___ Information
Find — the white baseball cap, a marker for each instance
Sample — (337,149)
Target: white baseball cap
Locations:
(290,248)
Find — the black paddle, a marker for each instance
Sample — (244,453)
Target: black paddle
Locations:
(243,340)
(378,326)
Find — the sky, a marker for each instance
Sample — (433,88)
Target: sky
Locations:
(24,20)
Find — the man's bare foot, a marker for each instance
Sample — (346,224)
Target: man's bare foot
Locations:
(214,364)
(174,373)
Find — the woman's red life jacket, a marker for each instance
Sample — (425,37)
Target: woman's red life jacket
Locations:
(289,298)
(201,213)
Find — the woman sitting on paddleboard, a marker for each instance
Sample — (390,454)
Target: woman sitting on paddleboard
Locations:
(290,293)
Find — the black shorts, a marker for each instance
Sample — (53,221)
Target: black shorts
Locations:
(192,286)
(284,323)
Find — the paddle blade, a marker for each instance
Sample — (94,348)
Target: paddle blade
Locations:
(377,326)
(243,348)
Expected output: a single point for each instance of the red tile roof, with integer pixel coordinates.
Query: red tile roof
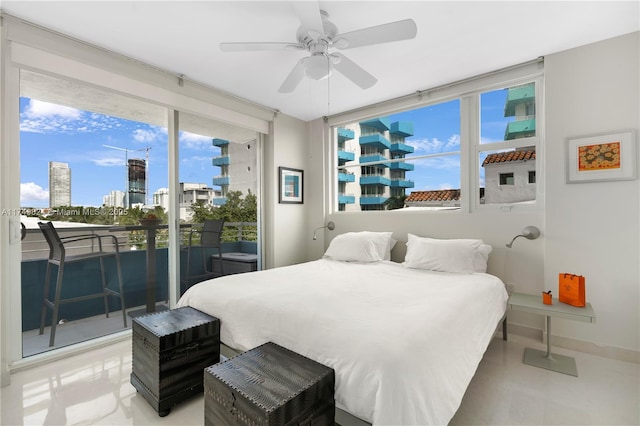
(430, 196)
(504, 157)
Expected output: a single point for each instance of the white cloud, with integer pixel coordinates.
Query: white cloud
(45, 117)
(109, 161)
(193, 141)
(435, 145)
(38, 109)
(31, 191)
(142, 135)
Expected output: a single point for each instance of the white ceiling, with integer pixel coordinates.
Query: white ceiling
(456, 39)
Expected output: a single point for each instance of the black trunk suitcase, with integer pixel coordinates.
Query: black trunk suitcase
(171, 349)
(268, 386)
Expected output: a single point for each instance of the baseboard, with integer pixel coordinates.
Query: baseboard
(612, 352)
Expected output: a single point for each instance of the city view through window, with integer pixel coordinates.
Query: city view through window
(413, 158)
(87, 167)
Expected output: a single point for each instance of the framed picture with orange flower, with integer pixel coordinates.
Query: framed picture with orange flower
(602, 157)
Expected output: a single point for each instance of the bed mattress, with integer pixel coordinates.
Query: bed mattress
(404, 343)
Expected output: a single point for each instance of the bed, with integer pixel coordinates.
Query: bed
(404, 340)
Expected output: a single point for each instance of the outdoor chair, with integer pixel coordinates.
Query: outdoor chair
(58, 256)
(210, 237)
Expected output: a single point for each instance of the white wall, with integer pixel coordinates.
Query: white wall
(285, 224)
(588, 229)
(592, 228)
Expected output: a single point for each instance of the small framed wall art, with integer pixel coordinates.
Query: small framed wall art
(602, 157)
(290, 186)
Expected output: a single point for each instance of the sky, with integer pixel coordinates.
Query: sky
(50, 132)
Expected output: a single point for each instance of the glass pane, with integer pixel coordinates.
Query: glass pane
(218, 181)
(422, 144)
(89, 159)
(508, 176)
(507, 114)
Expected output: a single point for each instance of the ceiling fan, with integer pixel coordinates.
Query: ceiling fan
(319, 36)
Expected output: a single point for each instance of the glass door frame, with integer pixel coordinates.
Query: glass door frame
(110, 72)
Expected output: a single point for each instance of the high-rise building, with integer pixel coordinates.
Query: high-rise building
(59, 184)
(370, 143)
(137, 181)
(114, 199)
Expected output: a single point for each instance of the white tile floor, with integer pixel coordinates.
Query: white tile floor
(93, 388)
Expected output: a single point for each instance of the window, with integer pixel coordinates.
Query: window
(506, 178)
(414, 158)
(417, 150)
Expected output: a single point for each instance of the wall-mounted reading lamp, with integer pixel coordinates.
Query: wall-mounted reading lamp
(330, 226)
(530, 233)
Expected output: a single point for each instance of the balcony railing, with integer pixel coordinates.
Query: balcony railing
(237, 237)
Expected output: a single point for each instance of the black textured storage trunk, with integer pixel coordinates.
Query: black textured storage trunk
(269, 385)
(171, 349)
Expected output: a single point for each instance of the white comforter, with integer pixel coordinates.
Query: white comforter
(404, 343)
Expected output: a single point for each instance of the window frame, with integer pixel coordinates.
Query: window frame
(470, 147)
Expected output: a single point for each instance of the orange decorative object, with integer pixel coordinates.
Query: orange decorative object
(571, 289)
(599, 157)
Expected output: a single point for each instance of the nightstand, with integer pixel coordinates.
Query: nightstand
(548, 360)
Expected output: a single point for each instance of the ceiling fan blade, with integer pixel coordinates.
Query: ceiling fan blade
(294, 77)
(259, 46)
(353, 71)
(393, 31)
(309, 14)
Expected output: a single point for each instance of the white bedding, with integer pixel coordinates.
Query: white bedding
(404, 343)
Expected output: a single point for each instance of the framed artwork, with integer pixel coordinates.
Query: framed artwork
(290, 186)
(602, 157)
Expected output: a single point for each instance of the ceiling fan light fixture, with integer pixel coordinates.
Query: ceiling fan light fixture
(317, 67)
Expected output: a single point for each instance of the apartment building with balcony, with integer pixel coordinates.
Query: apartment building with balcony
(238, 169)
(377, 146)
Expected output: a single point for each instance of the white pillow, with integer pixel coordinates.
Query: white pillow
(481, 258)
(365, 246)
(455, 255)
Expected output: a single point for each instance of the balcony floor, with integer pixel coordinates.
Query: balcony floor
(73, 332)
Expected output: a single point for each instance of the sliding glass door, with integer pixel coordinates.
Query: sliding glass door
(89, 159)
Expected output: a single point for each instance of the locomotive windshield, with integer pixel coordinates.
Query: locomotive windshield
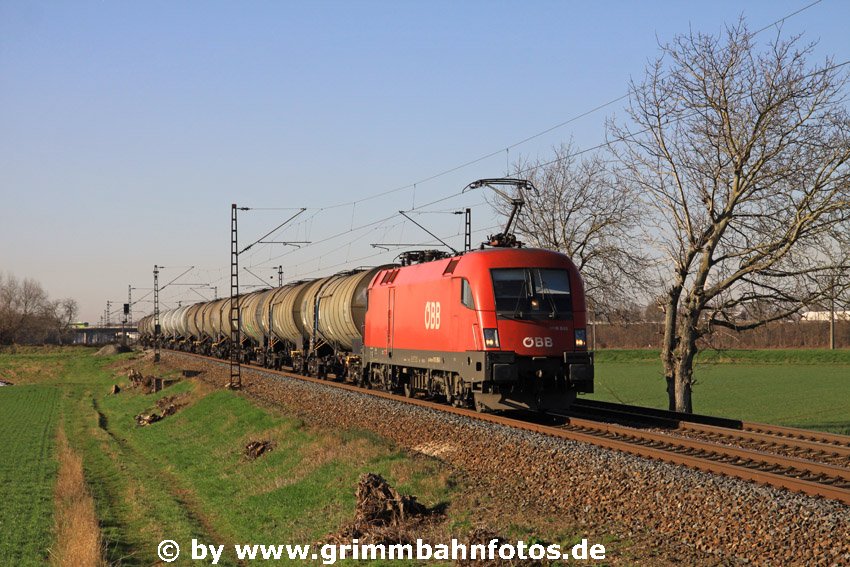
______
*Prompt*
Copy all records exactly, no images.

*Response box*
Find — the white baseball cap, a marker for each instance
Sample — (337,149)
Target: white baseball cap
Locations:
(290,248)
Find — the black paddle, a marker for each instance
Sample — (244,453)
Target: black paddle
Locations:
(243,340)
(378,326)
Find — the sky, a marker for each instance
Sample — (433,88)
Target: sky
Locations:
(24,20)
Find — the man's bare foot, a marker for each instance
Sample — (346,224)
Target: man's bare foot
Locations:
(214,364)
(174,373)
Find — the woman's red life jacket, a marker for each instance
Sample — (425,37)
Target: woman's red life jacket
Locations:
(289,298)
(201,213)
Find — the woman sitting on paddleboard, a marker for each instance
Sample — (390,454)
Target: woman sitting on paddleboard
Locations:
(290,293)
Find — the black shorts, a marker for each instance
Sample — (53,221)
Target: black shorts
Locations:
(192,286)
(284,323)
Find — the paddle blade, a marker for each instance
Sample — (94,348)
Target: paddle blade
Locations:
(377,326)
(243,348)
Expected output: a single point for each instance of the red tile roof, with integer pixel coordinates.
Query: red tile roof
(430, 196)
(504, 157)
Expected output: a single point for each instance of the white cloud, with integer pixel coordinates.
Query: white cloud
(45, 117)
(109, 161)
(193, 141)
(435, 145)
(38, 109)
(31, 191)
(142, 135)
Expected output: a single point for each instance of the white ceiling, with integer pixel coordinates.
Query: white ceiling
(456, 39)
Expected output: a single point for each instance of the black trunk suitcase, with integer pixel coordinates.
Query: black trunk suitcase
(171, 349)
(268, 386)
Expected output: a single point for each instance of the baseboard, with integer pixel coordinates.
Query: baseboard
(612, 352)
Expected output: a single point for each instance of the city view through window, with integer pixel coordinates.
Query: city view through window
(413, 158)
(87, 167)
Expected output: a single point for each instance of the framed picture with orange flower, with integer pixel coordinates.
Query: framed picture with orange flower
(602, 157)
Expected output: a single point for each instance of the bed mattress, with integer pixel coordinates.
Query: bed mattress
(404, 343)
Expected output: a single point for each instance of the bed, with integer pixel coordinates.
Query: bed
(404, 340)
Expected output: a single point for each instance of the outdoor chair, with integer pixel coordinates.
Query: outdoor chair
(58, 256)
(210, 237)
Expected output: a single point for each instance of the white wall, with integer pixel coordinates.
Query: white wall
(285, 224)
(588, 229)
(592, 228)
Expected output: a single point for each instance of the small framed wall art, with integer pixel coordinates.
Query: small framed wall art
(602, 157)
(290, 186)
Expected output: a single point for each instance of the sky, with integer pixel coordinates.
Query: sky
(50, 132)
Expected output: a single point for each instance of the glass pane, with integer pixel coordinates.
Query: glass pane
(218, 181)
(422, 144)
(89, 159)
(508, 176)
(507, 114)
Expected output: a single point for each instance of the ceiling fan, with integer pixel coordinates.
Query: ceiling fan
(319, 36)
Expected output: a single point for each instance of the glass door frame, with integer pixel coordinates.
Query: glass door frame
(110, 72)
Expected output: a single point for each instance of the high-rise building, with integer pixel coordinates.
Query: high-rise building
(59, 184)
(370, 143)
(137, 181)
(114, 199)
Expected output: a single point for each instance of the white tile floor, with integer pixel coordinates.
Query: white tile floor
(93, 388)
Expected output: a single point for each instance of the window, with integer pixel coordinates.
Query: window
(506, 178)
(414, 158)
(417, 150)
Expected output: a single point for each instance of the wall-mounted reading lamp, with integer pixel coordinates.
Query: wall-mounted reading lamp
(330, 226)
(530, 233)
Expected output: a single point for each instance of the balcony railing, with integer pixel coordinates.
Query: balcony railing
(237, 237)
Expected output: a single point for each instance of the black textured storage trunk, with integer pixel coordinates.
Query: black textured storage trunk
(269, 385)
(171, 349)
Expected output: a single point for each instance of the white comforter, with integer pixel coordinates.
Query: white comforter
(404, 343)
Expected output: a single point for each instance of the window frame, with integer pixel coordinates.
Query: window frame
(470, 147)
Expected output: a single point for each instance of the orange decorative object, with integer pixel coordinates.
Query: orange decorative object
(571, 289)
(599, 157)
Expected output: a single point for each instance of the nightstand, with integer pixel coordinates.
Query: nightstand
(548, 360)
Expected output: a single point for each instance of the ceiling fan blade, with integer pixel coordinates.
Query: ceiling fan blade
(294, 77)
(259, 46)
(353, 71)
(393, 31)
(309, 14)
Expected output: a single point for each instance of the white bedding, with integer pixel coordinates.
Query: white bedding
(404, 343)
Expected output: a single point for each instance of the framed artwork, with integer pixel coordinates.
Query: framed artwork
(290, 186)
(602, 157)
Expected output: a single point for each instance of the ceiling fan light fixture, with integer pixel coordinates.
Query: ceiling fan light fixture
(317, 67)
Expected output: a single point for each instance of the apartment building with balcony, with integer pixel coordinates.
Query: apartment building with balcony
(238, 169)
(377, 146)
Expected output: a single point for each instance of the white pillow, with integer pixel coordinates.
Query: white pillow
(481, 258)
(365, 246)
(455, 255)
Expected output: a single point for each instance of the balcony floor, with integer pixel coordinates.
Query: balcony floor
(73, 332)
Expected output: a single point for each instance of the sliding glass door, with integer pixel coordinates.
Query: sliding glass door
(89, 159)
Expected output: a single point for each instance of the locomotive windshield, with integer pixel coordinates.
Query: locomotive windshield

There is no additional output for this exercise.